Stored items
________

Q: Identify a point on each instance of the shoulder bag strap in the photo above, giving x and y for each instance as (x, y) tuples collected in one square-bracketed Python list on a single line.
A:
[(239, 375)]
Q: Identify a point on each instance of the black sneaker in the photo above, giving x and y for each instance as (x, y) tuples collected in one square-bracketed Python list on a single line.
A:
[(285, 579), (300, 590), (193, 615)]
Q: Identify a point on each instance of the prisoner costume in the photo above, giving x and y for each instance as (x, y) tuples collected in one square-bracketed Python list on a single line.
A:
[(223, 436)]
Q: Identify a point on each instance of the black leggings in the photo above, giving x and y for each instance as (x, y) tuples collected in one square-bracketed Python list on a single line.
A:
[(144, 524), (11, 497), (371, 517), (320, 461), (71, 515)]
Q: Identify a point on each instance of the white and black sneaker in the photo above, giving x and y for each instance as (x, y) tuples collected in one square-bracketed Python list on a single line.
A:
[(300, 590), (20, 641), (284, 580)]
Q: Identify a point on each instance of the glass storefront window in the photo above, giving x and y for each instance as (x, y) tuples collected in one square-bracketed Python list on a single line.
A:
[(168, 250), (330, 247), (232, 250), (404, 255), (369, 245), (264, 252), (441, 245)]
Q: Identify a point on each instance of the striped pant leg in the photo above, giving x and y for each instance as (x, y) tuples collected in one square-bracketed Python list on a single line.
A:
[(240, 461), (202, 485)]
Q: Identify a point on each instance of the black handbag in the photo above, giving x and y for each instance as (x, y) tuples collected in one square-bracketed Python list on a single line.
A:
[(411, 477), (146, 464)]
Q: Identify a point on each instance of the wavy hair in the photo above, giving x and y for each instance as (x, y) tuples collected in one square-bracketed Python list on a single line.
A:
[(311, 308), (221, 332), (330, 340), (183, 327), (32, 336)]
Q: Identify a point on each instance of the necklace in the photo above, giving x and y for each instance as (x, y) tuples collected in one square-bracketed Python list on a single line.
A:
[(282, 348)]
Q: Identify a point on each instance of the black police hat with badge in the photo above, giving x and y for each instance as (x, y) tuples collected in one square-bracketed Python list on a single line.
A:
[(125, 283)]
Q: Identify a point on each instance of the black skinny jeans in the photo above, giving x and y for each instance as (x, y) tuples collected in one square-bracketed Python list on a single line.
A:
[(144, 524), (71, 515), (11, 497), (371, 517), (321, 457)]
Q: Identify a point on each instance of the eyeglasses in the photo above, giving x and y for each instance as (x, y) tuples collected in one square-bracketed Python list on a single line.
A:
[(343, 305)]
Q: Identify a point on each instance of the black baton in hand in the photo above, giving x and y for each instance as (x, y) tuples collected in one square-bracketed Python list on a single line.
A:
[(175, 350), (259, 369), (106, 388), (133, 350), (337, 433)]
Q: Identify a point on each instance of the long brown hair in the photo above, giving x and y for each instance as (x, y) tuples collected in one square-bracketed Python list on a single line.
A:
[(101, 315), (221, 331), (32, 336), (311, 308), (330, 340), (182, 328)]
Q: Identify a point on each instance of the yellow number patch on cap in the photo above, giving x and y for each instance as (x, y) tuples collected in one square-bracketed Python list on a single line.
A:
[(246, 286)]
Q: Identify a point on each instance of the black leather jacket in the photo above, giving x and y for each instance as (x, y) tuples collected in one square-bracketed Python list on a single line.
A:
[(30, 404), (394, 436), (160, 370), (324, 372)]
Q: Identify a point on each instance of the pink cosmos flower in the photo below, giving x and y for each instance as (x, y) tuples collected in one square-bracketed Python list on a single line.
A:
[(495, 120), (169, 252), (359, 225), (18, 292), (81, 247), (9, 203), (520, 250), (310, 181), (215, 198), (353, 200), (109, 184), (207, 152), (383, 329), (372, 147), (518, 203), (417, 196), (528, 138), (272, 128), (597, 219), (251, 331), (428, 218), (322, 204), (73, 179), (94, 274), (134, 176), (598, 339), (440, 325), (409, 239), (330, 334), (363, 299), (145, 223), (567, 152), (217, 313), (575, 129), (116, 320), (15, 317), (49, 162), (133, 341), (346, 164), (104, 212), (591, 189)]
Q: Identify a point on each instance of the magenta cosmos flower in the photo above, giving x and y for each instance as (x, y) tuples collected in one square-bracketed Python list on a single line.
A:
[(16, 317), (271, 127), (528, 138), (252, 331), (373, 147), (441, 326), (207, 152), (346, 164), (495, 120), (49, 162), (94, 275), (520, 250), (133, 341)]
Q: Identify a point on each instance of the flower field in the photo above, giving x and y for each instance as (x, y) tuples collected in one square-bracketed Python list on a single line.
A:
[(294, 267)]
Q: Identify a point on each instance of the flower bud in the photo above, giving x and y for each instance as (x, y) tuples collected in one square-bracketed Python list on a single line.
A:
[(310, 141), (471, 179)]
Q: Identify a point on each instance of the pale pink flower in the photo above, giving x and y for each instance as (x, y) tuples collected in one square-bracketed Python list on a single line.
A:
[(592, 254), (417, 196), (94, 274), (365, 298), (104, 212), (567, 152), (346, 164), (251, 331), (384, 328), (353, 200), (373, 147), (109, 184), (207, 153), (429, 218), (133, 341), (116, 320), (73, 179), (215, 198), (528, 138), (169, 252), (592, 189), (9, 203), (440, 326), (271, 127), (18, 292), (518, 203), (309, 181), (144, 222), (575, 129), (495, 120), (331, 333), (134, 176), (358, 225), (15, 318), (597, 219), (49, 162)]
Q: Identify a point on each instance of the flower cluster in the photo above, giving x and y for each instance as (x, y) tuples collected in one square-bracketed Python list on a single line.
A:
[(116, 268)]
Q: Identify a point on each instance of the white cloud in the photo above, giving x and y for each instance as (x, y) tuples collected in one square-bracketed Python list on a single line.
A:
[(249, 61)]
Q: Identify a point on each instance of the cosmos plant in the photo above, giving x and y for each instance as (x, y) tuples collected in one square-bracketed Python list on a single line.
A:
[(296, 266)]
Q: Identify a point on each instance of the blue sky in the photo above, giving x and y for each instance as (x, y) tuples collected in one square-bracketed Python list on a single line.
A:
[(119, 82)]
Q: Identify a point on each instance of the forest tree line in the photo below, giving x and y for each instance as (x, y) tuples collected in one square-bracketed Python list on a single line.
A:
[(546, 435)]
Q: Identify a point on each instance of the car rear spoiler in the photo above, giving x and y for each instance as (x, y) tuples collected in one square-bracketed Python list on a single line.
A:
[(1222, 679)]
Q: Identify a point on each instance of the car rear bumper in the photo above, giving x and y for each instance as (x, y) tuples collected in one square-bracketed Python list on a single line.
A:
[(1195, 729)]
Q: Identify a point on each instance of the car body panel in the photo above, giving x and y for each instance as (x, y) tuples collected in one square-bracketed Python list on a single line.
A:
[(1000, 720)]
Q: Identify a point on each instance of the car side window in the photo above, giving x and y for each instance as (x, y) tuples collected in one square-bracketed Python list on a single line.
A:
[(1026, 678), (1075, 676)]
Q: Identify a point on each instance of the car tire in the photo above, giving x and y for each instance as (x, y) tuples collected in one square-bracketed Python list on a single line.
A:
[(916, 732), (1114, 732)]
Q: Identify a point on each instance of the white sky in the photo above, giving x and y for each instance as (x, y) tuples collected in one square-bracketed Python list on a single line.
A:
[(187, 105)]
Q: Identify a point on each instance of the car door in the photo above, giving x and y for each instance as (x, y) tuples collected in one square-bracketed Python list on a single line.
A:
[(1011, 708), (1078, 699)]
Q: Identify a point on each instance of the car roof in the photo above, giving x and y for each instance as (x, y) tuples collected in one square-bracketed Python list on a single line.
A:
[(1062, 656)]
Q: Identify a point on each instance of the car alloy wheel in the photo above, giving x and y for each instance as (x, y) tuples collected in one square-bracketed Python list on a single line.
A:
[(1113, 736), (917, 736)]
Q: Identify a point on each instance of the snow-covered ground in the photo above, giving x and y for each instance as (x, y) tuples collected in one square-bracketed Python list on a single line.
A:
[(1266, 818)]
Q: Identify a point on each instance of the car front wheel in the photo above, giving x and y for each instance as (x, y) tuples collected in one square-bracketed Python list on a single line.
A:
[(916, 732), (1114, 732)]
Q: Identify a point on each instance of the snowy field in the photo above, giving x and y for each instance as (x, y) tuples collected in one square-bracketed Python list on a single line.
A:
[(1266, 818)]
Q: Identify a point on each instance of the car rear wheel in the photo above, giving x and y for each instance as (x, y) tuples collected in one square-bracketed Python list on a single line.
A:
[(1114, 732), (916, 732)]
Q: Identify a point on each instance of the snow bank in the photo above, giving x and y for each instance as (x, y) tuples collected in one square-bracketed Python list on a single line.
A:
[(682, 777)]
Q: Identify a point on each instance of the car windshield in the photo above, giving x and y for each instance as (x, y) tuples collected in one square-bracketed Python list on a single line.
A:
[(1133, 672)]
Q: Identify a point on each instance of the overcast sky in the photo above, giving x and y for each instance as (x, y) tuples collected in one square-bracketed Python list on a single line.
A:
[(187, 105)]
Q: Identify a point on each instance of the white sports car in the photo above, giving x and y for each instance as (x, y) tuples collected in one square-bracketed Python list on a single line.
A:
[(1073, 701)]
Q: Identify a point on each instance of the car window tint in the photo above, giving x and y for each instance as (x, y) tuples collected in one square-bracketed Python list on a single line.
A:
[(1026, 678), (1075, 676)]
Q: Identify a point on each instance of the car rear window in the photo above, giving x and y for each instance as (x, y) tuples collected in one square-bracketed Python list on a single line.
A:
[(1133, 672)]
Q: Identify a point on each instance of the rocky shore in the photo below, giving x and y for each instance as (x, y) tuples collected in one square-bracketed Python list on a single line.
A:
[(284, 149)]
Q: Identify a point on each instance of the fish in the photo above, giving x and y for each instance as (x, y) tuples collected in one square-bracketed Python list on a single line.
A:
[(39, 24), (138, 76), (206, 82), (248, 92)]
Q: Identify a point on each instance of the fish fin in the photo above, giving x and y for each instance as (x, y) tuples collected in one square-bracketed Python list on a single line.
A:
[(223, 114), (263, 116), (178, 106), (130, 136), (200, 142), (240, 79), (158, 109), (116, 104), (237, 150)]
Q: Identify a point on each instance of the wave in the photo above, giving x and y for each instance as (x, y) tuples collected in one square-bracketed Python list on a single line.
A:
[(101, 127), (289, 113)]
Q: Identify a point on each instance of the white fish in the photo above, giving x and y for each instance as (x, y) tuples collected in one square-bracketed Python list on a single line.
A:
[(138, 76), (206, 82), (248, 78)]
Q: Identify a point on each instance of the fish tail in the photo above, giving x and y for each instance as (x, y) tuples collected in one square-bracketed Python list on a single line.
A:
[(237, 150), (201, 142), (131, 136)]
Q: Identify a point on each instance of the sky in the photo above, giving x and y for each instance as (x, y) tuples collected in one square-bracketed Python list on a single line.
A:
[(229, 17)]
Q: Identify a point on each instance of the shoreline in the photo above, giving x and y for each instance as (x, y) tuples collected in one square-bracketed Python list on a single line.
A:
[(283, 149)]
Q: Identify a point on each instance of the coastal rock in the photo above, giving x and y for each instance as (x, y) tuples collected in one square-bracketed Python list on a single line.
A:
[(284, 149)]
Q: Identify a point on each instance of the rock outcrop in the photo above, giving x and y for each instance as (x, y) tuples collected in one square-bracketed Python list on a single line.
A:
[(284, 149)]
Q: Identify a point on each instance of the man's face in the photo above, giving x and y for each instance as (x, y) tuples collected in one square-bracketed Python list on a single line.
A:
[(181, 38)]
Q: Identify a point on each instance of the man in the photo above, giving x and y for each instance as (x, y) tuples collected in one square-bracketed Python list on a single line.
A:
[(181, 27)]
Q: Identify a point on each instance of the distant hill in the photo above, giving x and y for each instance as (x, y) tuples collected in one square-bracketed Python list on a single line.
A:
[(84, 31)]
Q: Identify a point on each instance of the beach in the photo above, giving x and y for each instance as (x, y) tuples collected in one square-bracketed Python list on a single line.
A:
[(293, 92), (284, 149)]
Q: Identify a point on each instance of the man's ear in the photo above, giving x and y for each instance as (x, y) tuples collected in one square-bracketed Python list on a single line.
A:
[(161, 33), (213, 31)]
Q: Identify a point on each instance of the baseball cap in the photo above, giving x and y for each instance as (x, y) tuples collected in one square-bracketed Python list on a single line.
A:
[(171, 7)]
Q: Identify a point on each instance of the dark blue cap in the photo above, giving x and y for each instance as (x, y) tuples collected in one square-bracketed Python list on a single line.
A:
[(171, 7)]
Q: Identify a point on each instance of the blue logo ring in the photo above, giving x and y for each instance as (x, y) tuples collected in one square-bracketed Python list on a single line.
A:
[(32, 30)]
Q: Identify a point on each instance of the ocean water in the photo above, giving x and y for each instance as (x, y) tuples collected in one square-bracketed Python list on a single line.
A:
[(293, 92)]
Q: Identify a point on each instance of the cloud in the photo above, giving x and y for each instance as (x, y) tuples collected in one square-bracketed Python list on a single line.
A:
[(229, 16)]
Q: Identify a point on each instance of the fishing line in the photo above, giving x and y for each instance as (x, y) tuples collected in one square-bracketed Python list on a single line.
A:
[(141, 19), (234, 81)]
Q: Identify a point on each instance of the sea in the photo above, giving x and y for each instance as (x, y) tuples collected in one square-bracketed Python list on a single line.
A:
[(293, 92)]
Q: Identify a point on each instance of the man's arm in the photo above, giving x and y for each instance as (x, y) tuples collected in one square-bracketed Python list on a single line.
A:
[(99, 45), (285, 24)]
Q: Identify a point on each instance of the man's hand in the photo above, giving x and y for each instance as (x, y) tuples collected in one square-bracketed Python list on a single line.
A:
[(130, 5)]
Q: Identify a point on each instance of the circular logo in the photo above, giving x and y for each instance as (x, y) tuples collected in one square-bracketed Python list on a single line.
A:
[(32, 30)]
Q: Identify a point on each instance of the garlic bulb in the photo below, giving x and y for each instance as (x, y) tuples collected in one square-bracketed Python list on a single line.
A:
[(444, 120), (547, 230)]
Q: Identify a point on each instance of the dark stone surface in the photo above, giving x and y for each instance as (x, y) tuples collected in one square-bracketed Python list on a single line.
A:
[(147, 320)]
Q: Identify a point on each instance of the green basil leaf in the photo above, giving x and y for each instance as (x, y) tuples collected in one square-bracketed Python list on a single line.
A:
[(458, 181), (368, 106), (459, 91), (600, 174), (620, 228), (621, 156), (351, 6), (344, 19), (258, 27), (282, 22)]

________

### Your task
Could you repeat, word for word, the lines of the rows above, starting at the line that contains "Q: Identify a point on each instance of the wave" and ending at the line that contains "[(101, 127), (289, 113)]"?

### Expected answer
Q: Identify a point on each instance of the wave in the photo above, giving x and y for each instance as (x, y) tuples collected in one square-bracketed Python list on a single line.
A:
[(101, 127), (289, 113)]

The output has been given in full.